_TASK GOAL_.
Faithfully return all lines, omitting every embedded picture.

## Start RECORDS SHOWN

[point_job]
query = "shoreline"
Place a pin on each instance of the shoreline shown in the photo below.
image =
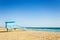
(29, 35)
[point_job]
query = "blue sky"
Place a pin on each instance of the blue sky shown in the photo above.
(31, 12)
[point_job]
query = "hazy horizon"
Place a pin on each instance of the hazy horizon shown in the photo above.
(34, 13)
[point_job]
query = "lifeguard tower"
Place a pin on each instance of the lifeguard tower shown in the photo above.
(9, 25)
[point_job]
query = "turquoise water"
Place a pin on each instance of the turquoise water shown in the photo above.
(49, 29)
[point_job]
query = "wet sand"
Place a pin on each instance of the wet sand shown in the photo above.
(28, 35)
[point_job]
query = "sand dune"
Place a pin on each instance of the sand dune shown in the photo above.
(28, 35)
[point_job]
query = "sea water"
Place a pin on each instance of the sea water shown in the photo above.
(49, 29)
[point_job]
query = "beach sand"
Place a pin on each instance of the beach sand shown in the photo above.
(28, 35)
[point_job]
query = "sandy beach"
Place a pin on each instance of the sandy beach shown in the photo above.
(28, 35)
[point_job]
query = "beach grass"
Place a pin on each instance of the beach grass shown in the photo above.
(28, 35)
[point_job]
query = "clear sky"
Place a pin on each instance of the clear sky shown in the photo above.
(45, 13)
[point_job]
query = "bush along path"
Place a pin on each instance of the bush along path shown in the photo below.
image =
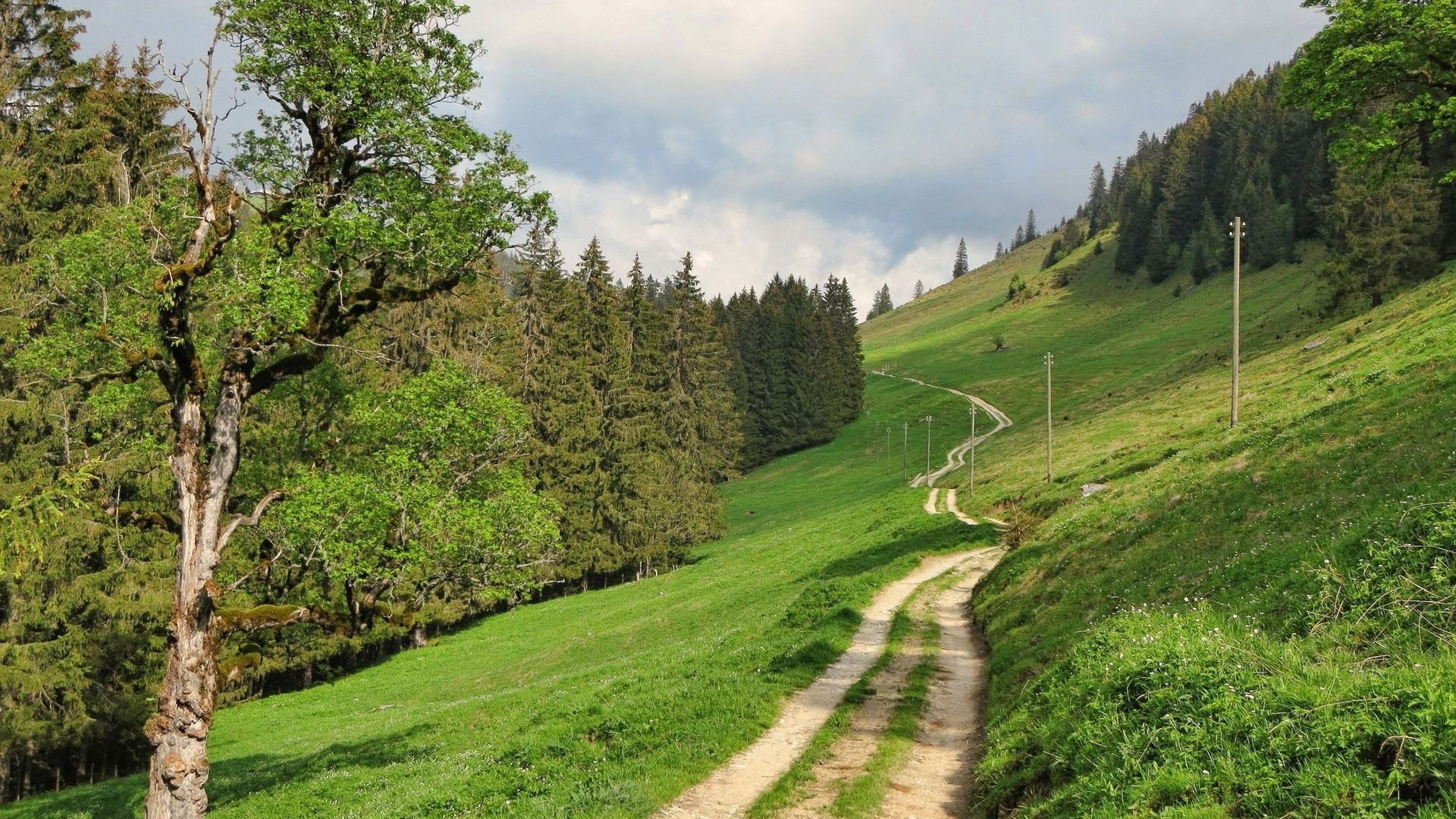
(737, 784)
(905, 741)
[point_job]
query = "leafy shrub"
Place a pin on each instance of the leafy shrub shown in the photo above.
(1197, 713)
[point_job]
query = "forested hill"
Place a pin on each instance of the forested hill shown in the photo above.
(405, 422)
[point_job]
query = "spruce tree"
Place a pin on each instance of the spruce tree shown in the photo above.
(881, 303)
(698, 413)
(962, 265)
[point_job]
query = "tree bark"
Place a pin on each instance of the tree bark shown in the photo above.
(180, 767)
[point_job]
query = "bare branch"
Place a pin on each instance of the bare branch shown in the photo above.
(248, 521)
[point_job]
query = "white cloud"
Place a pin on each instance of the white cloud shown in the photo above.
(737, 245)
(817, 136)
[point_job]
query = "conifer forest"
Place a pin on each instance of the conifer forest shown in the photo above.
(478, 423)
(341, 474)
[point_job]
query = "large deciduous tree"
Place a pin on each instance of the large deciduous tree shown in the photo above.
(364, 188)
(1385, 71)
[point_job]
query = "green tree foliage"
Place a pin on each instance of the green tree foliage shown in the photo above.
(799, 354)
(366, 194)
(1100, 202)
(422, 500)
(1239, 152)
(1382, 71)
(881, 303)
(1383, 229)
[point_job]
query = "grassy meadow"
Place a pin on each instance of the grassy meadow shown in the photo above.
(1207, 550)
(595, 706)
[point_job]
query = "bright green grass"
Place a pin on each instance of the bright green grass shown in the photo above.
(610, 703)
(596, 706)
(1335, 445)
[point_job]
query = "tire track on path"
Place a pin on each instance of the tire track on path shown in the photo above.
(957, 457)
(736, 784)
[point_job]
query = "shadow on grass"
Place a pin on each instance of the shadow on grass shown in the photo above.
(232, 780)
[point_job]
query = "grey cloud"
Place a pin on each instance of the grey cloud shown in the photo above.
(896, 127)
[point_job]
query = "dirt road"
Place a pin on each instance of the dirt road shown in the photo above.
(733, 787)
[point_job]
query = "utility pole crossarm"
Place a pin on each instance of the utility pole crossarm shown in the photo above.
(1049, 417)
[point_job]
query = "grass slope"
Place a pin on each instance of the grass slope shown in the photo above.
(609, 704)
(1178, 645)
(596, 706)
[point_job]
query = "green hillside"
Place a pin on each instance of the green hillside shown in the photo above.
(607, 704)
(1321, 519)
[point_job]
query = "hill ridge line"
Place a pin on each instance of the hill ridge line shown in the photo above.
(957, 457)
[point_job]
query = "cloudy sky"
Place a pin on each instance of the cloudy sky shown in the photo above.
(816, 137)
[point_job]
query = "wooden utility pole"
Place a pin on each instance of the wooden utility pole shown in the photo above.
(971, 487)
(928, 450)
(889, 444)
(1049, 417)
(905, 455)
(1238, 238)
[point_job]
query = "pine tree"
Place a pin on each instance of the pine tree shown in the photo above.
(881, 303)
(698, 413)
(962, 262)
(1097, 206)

## End RECORDS SHOWN

_EXERCISE RESPONSE_.
[point_job]
query = "shoreline"
Place a pin on each instance of the shoreline shown in the photo below.
image =
(29, 35)
[point_job]
query = "blue sky"
Place a pin on each instance of the blue sky shown in the photo above.
(31, 12)
[point_job]
query = "hazy horizon"
Place a pin on each instance of the hazy horizon shown in the photo above.
(34, 13)
[point_job]
query = "lifeguard tower"
Place a pin on each instance of the lifeguard tower shown in the photo above.
(9, 25)
[point_job]
query = "turquoise water"
Place a pin on each instance of the turquoise water shown in the photo above.
(49, 29)
[point_job]
query = "wet sand"
Place a pin on each instance of the wet sand shown in the photo above.
(28, 35)
[point_job]
query = "sand dune"
Place a pin on each instance of the sand dune shown in the photo above.
(28, 35)
[point_job]
query = "sea water"
Place a pin on each instance of the sea water shown in the photo above.
(49, 29)
[point_job]
query = "beach sand"
Place a pin on each instance of the beach sand shown in the photo above.
(28, 35)
[point_job]
query = "sandy beach"
Place a pin on each instance of the sandy beach shown in the photo above.
(28, 35)
[point_job]
query = "beach grass"
Place a pin on each instance of the beach grass shown in the photo above.
(28, 35)
[point_job]
query = "clear sky"
Place a pin on each instance of the clear sky shown in the photo above.
(45, 13)
[point_job]
query = "bush along path"
Place a pin on each instance of the bush along path shown in the photo below.
image =
(737, 784)
(905, 741)
[point_job]
query = "leafy shrub"
Place a pin on each instance of the leafy shrub shown in the photo above.
(1197, 713)
[point_job]
query = "forested hill"
Place a pin on each instance of the forested hill shown in the photo above.
(405, 422)
[point_job]
query = "spruce tree"
Place a pin on each instance of the spruce tree shown in the photo above.
(881, 303)
(698, 413)
(962, 265)
[point_job]
query = "tree bark"
Place a pin on each instance of the tree bark shown in the photo above.
(180, 767)
[point_job]
query = "bare branch"
Place a pin on each instance of the bare branch shown in the photo above.
(248, 521)
[point_job]
query = "white cloud"
Place a pin on each instance of the white cloud shown in the photo above.
(737, 245)
(817, 136)
[point_job]
query = "conifer forest"
Place a pin on each instance of the conifer forest shown in the photo above.
(478, 423)
(341, 474)
[point_job]
query = "large deciduous tree"
Place a pin on each instance of the large deciduous tree shown in the photo above.
(364, 188)
(1385, 71)
[point_job]
query = "green tree foliage"
Place a pin on each instance of the green tree foliage shown in the photo above.
(799, 354)
(366, 194)
(1100, 202)
(422, 500)
(1239, 152)
(1382, 71)
(881, 303)
(1383, 229)
[point_job]
query = "grassy meadow"
Place a pin on each instance of the grassy meadow shown in the photo above.
(1207, 550)
(595, 706)
[point_job]
query = "bright green grass"
Place a pin on each instance of the bright green grass shown in the photo above.
(610, 703)
(596, 706)
(1335, 445)
[point_job]
query = "tire track on path"
Place a pin on each instance of the tire track on path shown in the photo above.
(957, 457)
(736, 784)
[point_job]
query = "shadow on grass"
Place a pin on each instance of the shadow on grass shown in the photo above.
(232, 780)
[point_job]
query = "grey cloud"
Place a pin on each instance of the grey cloud shown in the photo above.
(896, 127)
[point_job]
query = "dirt road"
Place a pin on each instance of the dirt road shown in the photo above.
(733, 787)
[point_job]
query = "utility pole crossarm"
Place a pin on each instance of the utility pole crossarm shown in the photo above.
(1049, 417)
[point_job]
query = "grass slope"
Place a pin on each instance of the grass slope shown in the photo above.
(609, 704)
(1178, 645)
(596, 706)
[point_job]
query = "green hillside"
Place a pin on each instance of the green hillside shown in the photo above.
(607, 704)
(1321, 519)
[point_job]
query = "hill ridge line"
Place a pin on each instance of the hill ridge line shown in the photo above.
(957, 457)
[point_job]
query = "cloudy sky"
Place a pin on each instance of the cloudy sky shown in the photo above.
(816, 137)
[point_job]
query = "wooden utility pole"
Place a pin on each instance of the wooden utility pole shown in the photo above.
(971, 487)
(928, 450)
(889, 444)
(1049, 417)
(905, 455)
(1238, 238)
[point_job]
query = "pine tree"
Place a pin on each instance of the pine tree shown in the photo above.
(881, 303)
(698, 413)
(962, 262)
(1097, 206)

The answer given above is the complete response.